Find the line that contains "Note: in this drill we tag each instance of the bamboo"; then retype it and each line after it, exactly, through the final line of the data below.

══ MATERIAL SUPPLIED ══

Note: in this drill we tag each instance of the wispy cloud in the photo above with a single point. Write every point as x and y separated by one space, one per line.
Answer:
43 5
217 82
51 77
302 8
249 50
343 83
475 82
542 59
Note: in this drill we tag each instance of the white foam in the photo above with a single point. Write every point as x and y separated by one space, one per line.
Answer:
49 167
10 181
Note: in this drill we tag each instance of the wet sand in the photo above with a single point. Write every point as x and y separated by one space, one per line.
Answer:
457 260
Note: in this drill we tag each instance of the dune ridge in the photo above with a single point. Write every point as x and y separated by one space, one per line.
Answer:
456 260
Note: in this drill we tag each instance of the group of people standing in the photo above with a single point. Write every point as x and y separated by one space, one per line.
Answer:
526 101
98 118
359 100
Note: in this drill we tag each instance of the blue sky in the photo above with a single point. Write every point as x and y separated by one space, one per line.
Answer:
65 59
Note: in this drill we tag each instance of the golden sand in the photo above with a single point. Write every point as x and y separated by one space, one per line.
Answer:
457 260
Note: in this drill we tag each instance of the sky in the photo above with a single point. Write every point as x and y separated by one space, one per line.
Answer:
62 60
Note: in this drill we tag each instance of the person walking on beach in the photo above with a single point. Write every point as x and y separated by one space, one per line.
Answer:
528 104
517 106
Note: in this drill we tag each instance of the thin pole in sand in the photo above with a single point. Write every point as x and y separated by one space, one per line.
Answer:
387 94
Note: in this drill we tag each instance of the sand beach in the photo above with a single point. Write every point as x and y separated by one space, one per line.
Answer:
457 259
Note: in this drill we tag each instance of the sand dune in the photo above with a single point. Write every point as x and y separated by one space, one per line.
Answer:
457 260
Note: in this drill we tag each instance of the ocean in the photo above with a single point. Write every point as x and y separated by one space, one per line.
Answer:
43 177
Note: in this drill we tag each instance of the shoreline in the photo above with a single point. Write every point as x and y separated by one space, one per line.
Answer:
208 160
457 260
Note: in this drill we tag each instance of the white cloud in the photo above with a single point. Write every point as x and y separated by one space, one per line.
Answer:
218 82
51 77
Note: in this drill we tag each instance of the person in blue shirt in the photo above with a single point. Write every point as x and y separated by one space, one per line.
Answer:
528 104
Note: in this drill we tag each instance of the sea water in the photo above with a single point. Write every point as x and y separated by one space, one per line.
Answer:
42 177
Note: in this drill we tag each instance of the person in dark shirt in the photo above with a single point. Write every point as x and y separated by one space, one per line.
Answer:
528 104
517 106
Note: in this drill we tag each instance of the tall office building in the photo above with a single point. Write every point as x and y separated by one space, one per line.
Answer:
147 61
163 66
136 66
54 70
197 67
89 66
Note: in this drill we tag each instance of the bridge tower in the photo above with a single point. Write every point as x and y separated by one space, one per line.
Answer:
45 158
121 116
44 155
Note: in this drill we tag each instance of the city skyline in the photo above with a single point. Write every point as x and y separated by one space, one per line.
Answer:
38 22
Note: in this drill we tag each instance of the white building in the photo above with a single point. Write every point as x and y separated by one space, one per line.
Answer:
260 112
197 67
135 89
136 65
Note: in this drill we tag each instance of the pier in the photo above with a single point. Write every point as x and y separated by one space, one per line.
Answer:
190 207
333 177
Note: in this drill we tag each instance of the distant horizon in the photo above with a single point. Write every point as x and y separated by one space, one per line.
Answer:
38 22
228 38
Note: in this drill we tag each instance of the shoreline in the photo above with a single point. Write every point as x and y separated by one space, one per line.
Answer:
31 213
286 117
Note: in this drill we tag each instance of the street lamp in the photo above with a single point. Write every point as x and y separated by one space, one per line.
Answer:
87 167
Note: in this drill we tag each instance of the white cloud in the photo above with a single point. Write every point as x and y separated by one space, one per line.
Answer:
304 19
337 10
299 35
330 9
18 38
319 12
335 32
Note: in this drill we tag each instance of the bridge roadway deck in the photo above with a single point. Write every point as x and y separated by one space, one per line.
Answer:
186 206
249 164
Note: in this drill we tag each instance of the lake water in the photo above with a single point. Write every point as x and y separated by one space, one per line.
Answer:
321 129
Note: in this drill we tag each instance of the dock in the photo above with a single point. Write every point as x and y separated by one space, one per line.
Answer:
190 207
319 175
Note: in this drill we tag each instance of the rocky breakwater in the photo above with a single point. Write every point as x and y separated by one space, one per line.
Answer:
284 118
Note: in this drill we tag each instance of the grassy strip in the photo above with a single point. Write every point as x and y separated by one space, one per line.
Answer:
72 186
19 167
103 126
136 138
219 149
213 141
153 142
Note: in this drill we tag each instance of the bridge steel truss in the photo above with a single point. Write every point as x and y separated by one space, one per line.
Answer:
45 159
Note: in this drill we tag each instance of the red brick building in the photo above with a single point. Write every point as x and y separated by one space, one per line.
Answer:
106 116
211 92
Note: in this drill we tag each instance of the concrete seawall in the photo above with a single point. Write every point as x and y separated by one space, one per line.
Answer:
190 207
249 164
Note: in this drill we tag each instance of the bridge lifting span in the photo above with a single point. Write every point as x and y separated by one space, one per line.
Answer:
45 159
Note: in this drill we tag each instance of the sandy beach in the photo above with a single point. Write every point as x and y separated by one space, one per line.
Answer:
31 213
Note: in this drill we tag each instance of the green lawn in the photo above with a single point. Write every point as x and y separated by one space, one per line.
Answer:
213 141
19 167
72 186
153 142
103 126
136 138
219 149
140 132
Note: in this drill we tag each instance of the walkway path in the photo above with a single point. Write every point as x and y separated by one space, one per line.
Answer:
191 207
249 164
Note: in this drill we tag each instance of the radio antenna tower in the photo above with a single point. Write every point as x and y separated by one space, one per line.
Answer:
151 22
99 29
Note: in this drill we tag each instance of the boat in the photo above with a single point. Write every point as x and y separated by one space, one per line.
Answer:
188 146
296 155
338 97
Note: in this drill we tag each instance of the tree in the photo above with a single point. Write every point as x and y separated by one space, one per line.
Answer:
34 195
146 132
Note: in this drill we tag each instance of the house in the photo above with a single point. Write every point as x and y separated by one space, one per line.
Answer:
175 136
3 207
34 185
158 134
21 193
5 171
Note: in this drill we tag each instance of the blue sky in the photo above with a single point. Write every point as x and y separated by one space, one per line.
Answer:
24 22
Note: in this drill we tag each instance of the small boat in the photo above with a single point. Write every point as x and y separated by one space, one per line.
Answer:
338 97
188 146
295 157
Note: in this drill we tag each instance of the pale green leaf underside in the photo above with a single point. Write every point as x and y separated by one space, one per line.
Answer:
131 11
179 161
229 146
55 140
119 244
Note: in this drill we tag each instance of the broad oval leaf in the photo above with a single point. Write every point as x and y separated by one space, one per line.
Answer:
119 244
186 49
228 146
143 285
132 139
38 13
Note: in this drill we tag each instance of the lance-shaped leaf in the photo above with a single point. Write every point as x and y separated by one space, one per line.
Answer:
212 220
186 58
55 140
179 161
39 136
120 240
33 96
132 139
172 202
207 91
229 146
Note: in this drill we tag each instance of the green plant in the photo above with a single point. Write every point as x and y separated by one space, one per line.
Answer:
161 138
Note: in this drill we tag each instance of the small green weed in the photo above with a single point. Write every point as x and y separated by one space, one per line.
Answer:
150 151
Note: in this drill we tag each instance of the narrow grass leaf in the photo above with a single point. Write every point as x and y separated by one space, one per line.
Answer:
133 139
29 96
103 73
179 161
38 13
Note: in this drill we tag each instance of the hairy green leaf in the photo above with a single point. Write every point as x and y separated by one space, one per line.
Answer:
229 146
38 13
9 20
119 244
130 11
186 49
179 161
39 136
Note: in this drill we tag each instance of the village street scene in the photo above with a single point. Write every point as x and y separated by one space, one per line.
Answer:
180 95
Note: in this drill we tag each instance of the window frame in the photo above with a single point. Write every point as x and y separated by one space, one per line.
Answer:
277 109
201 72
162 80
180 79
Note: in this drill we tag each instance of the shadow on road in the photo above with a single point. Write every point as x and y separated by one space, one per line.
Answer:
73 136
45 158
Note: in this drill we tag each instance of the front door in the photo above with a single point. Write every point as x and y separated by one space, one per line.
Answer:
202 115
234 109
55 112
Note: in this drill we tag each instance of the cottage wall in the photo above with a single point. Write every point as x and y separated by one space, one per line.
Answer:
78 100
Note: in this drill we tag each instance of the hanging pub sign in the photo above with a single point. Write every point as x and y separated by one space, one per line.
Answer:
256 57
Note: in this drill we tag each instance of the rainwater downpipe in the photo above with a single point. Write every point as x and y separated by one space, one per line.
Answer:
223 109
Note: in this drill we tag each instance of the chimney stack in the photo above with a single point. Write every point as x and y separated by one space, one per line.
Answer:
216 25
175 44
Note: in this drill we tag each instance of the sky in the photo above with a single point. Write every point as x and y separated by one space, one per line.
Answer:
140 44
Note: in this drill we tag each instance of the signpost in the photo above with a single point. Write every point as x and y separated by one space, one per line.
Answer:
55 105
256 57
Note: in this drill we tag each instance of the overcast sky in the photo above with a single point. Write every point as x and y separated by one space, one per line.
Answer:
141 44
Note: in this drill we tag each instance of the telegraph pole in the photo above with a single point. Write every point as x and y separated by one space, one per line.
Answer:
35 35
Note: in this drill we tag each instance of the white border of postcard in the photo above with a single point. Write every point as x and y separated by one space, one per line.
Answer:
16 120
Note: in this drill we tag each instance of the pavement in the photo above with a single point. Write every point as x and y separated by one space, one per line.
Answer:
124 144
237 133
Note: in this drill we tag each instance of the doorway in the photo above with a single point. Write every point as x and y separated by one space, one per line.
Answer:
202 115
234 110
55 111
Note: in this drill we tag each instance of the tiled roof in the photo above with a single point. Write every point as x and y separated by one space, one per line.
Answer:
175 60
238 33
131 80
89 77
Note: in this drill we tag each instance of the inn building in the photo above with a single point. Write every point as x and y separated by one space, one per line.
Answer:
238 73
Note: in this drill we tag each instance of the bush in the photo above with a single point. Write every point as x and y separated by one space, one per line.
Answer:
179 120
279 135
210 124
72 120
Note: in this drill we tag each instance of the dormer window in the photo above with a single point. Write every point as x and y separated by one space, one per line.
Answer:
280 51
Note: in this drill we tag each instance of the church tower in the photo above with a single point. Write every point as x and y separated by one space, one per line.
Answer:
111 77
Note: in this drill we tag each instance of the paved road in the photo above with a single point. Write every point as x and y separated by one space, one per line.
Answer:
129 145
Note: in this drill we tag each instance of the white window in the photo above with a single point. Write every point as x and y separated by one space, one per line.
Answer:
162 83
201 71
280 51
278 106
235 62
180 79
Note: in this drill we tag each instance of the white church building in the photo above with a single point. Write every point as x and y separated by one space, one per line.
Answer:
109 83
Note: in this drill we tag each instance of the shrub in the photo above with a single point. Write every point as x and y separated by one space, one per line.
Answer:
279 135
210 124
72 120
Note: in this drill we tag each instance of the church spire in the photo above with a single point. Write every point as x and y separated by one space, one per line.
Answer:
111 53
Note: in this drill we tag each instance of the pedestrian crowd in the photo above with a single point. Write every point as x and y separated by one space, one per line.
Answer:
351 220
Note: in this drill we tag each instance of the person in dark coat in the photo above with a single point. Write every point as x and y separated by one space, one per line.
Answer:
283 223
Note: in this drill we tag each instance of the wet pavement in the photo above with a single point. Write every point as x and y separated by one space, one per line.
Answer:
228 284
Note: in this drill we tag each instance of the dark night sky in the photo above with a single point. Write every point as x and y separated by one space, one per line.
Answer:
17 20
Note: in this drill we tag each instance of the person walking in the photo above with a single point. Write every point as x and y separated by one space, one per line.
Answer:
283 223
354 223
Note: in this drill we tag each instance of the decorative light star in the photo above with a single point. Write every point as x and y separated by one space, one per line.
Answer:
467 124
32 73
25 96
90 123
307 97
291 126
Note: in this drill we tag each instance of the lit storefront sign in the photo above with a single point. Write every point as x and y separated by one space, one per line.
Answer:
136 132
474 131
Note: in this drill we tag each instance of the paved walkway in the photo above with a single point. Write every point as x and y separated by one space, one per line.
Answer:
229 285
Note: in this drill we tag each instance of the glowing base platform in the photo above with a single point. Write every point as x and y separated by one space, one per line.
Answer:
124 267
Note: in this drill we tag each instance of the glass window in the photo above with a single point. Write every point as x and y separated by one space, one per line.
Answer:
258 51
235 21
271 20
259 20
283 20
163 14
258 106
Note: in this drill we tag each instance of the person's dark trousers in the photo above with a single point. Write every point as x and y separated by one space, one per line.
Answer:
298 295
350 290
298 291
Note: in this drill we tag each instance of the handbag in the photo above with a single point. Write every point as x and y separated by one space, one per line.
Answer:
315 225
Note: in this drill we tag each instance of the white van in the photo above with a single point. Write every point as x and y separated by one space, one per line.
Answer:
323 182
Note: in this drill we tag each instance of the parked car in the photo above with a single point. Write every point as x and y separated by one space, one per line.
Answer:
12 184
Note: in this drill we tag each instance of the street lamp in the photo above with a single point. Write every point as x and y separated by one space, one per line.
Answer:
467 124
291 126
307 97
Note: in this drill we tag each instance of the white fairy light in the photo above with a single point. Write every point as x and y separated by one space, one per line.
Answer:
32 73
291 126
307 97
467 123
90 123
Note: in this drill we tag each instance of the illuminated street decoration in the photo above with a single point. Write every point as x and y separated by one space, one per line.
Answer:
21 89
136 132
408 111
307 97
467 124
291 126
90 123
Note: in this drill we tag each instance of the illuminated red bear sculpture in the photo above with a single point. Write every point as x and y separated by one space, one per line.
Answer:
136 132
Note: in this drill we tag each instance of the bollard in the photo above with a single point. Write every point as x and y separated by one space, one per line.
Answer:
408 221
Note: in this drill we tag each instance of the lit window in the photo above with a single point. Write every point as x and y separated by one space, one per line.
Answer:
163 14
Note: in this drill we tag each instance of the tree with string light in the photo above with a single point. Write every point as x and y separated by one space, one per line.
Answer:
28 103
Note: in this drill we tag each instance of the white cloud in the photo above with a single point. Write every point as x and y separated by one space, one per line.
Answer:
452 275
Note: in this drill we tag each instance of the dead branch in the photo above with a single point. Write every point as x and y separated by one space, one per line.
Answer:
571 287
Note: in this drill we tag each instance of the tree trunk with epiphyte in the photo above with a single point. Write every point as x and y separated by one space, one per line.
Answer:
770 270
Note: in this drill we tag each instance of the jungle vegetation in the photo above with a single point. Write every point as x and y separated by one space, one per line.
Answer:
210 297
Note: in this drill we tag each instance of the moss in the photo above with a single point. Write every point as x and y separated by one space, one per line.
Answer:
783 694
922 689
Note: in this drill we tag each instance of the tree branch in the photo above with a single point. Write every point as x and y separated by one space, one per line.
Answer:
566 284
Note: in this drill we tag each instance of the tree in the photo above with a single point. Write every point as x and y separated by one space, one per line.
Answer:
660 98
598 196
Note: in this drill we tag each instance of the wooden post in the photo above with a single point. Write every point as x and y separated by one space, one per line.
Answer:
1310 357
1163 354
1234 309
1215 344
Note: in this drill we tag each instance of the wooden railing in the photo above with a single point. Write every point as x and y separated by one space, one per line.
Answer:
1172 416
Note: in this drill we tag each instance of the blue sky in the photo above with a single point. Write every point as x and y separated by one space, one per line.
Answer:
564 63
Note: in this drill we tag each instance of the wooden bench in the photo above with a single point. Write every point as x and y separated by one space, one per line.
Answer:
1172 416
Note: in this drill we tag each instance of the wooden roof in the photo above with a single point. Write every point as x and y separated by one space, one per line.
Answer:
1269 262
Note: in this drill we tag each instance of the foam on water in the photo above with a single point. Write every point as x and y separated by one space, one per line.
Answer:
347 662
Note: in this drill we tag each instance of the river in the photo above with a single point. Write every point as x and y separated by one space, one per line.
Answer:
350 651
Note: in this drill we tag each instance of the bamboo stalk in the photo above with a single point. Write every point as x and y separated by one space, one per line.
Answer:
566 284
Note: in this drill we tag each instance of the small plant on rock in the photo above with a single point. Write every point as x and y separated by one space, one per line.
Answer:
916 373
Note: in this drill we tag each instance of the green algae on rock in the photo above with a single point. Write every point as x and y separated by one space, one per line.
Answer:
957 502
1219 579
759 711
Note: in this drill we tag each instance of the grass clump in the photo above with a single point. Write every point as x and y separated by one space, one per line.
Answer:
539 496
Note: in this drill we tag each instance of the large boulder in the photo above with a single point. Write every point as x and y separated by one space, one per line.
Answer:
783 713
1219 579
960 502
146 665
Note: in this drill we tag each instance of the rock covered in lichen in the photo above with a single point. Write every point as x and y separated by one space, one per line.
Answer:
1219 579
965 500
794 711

═══

[CORRECT ANSWER]
Note: in this drill we tag each instance of the bamboo stalk in the photo above with a single point. Write every point as x and y separated by one space, one per line.
Answer:
566 284
Note: in this drill we tag each instance of the small plant on rock in the photo above with a single point. Write every point as x and y separated by one space, one per line.
Answer:
916 373
Note: in this drill we tag each instance of the green algae on rock in the photo above with a single point. Write every point as x and y separated by one space, one per line.
Answer:
957 502
1219 579
759 711
Note: in this drill we tag each instance of the grass clump in the photo above with a single point. Write every point as x and y separated by one space, one per line.
Answer:
539 496
Note: in this drill we tag each instance of the large boulder in the photo above with a single point. Write every point as x and y separated by one space, one per line.
Answer:
783 713
1219 579
960 502
146 665
Note: in this drill we tag each instance of the rock covered in lichen in the photo above with a single point. Write every point as x and y separated by one space, one per line.
Answer:
1219 579
965 500
794 711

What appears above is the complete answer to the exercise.